> Instructions for the task
If a record holds a picture, please leave the picture out and copy the rest of the record exactly.

[[ Provided information open ]]

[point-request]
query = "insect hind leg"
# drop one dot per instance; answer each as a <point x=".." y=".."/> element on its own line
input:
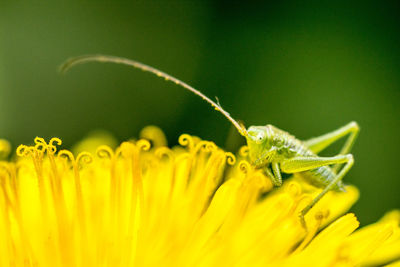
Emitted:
<point x="300" y="164"/>
<point x="338" y="178"/>
<point x="317" y="144"/>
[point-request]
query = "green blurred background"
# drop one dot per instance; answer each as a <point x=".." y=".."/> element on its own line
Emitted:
<point x="306" y="67"/>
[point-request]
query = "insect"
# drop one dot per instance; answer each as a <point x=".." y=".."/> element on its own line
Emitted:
<point x="271" y="149"/>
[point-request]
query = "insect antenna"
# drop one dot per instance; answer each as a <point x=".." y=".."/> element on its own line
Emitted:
<point x="138" y="65"/>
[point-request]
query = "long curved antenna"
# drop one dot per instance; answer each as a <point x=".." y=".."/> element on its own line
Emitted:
<point x="133" y="63"/>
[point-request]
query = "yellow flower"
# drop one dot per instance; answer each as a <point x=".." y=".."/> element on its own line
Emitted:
<point x="191" y="205"/>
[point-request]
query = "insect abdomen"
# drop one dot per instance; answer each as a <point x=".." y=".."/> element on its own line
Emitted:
<point x="291" y="147"/>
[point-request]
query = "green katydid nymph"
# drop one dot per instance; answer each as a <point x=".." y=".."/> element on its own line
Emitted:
<point x="273" y="150"/>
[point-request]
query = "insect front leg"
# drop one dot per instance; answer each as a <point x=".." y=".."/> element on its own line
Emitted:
<point x="300" y="164"/>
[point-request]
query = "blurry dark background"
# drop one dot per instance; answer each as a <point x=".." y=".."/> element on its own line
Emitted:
<point x="307" y="68"/>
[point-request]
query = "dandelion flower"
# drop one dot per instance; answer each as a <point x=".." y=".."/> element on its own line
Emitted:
<point x="191" y="205"/>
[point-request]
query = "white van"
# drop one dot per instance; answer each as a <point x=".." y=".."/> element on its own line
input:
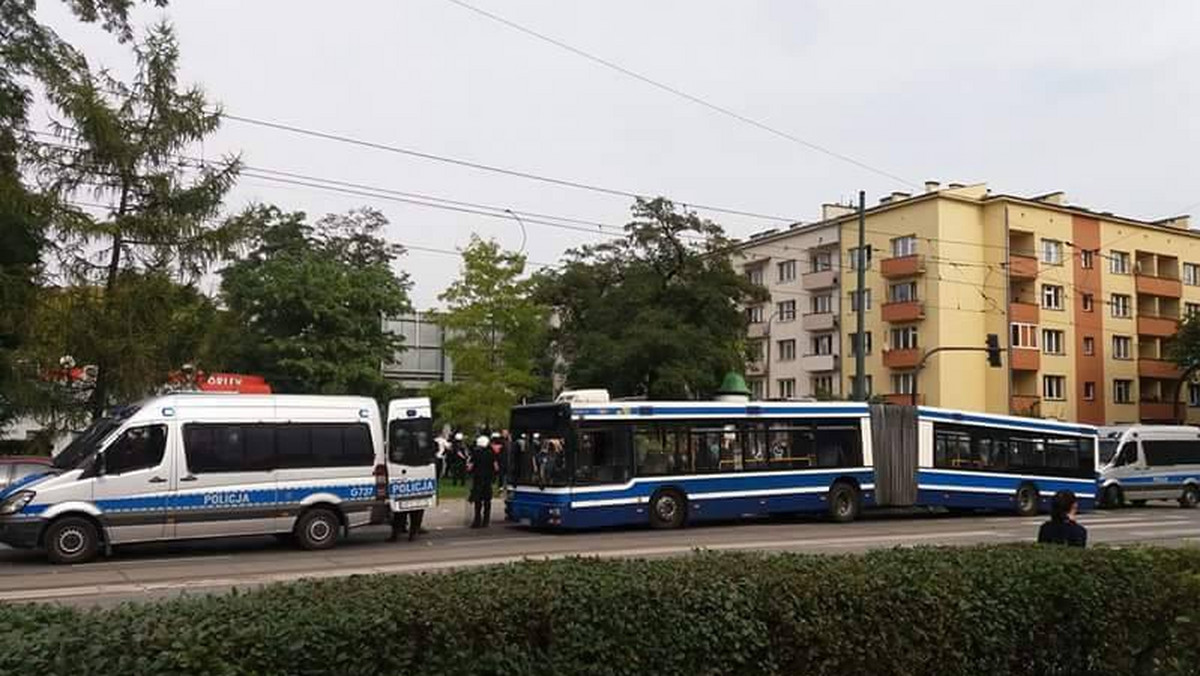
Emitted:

[[ Provided information closed ]]

> Result of the task
[point-request]
query = "insect hind leg"
# drop one dot per instance; answer each as a <point x=".." y=".."/> element on its own line
input:
Emitted:
<point x="300" y="164"/>
<point x="338" y="178"/>
<point x="317" y="144"/>
[point-request]
query = "green blurred background"
# drop one dot per instance; answer each as a <point x=".." y=".."/> element on its own line
Emitted:
<point x="306" y="67"/>
[point-request]
query = "insect"
# drop one dot per instance; answer each as a <point x=".." y=".."/> element on its own line
Emitted:
<point x="271" y="149"/>
[point-request]
query = "insect antenna"
# drop one dot per instance; answer each as a <point x=".." y=".."/> element on its own line
Emitted:
<point x="138" y="65"/>
[point-request]
query = "long curved antenna"
# drop one dot per instance; answer each as a <point x=".." y=".."/> element on its own line
Emitted:
<point x="133" y="63"/>
[point-request]
query = "yellow flower"
# drop one dot per instance; answer each as a <point x=".." y=".."/> element on its own line
Emitted:
<point x="191" y="205"/>
[point-request]
query = "insect abdomen"
# drop one dot per instance; answer each as a <point x=".." y=".."/> element on its own line
Emitted:
<point x="291" y="147"/>
[point-request]
query = "green katydid nymph"
# drop one dot per instance; answer each as a <point x=".." y=".."/> element on its own line
Emitted:
<point x="273" y="150"/>
[point-request]
query = "insect front leg"
# drop one dot per instance; answer each as a <point x=".." y=".."/> element on its own line
Emitted:
<point x="300" y="164"/>
[point-request]
query = "blurry dark background"
# drop one dot per instance; answer each as a <point x=".." y=".."/> element on its own line
Emitted:
<point x="307" y="68"/>
[point-request]
query = "dandelion flower"
# drop one dot per instance; answer each as a <point x=".." y=".."/> element on its own line
Emitted:
<point x="191" y="205"/>
[point-request]
query = "white van"
# drop one dot per instance; answer each as a <point x=".." y=".."/> element on its own line
input:
Emitted:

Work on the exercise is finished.